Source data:
--- START ---
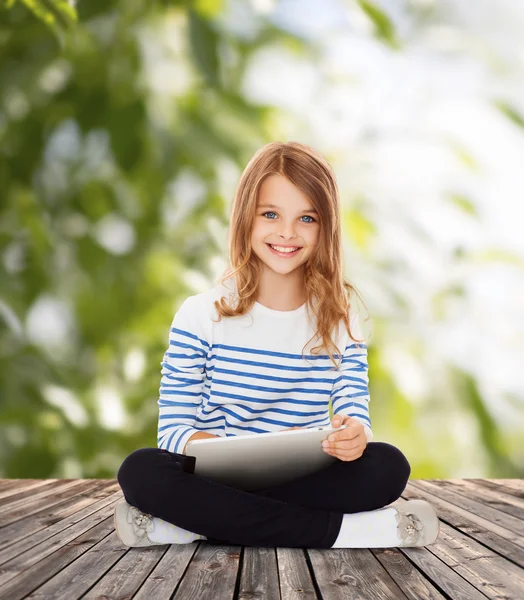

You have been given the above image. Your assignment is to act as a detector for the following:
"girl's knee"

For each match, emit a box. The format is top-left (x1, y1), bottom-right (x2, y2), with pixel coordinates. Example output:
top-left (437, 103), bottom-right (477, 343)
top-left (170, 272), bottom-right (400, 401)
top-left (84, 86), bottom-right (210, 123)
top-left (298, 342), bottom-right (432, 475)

top-left (370, 442), bottom-right (411, 503)
top-left (116, 448), bottom-right (160, 488)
--- END ---
◆ GOAL: Duplicate every line of the listing above word for word, leaving out the pictures.

◆ SOLUTION TO THIS EXERCISE:
You have been given the above image. Your assignment is to act as a detector for the following:
"girl's knee"

For each match, emit a box. The format is top-left (x1, y1), bottom-right (x2, y2), with pixel coordinates. Example output:
top-left (437, 103), bottom-right (477, 343)
top-left (170, 272), bottom-right (400, 401)
top-left (84, 86), bottom-right (210, 123)
top-left (298, 342), bottom-right (432, 475)

top-left (370, 442), bottom-right (411, 503)
top-left (116, 448), bottom-right (160, 488)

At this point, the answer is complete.